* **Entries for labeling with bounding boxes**
────────────────────────────────────────
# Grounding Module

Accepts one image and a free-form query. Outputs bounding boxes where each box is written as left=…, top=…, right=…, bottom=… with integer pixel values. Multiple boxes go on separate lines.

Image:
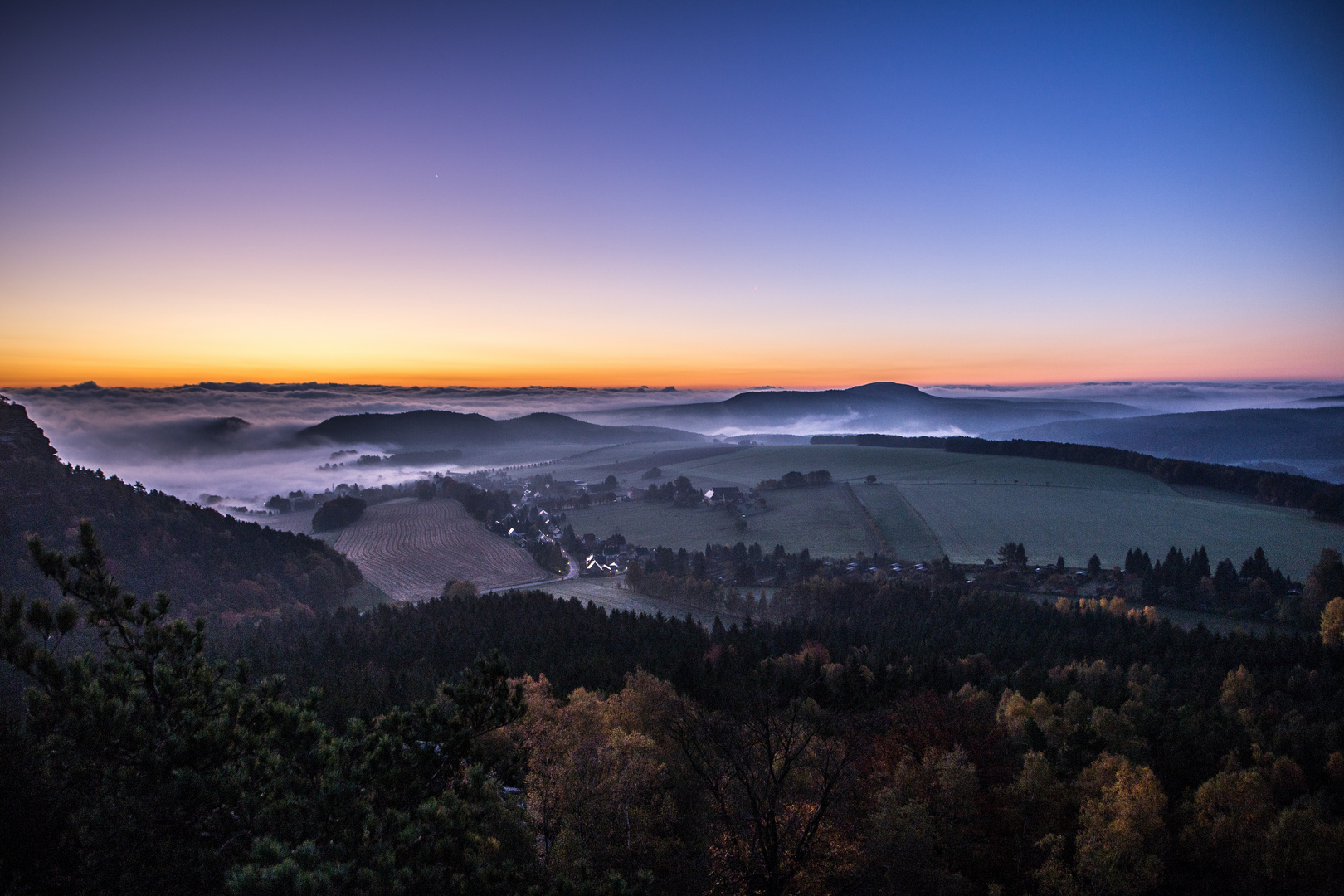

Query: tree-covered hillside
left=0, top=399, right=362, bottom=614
────────────────────────────────────────
* **Task to complete**
Retype the material above word for word, leaving out the picture.

* **Result of this task**
# Grounding Module

Accepts one image and a free-form query. Outputs bounding boxes where each box is written as left=…, top=…, right=…, bottom=… with integer pixel values. Multiple boxes go on separate lines.

Image:

Query: tree-covered hillside
left=0, top=399, right=362, bottom=614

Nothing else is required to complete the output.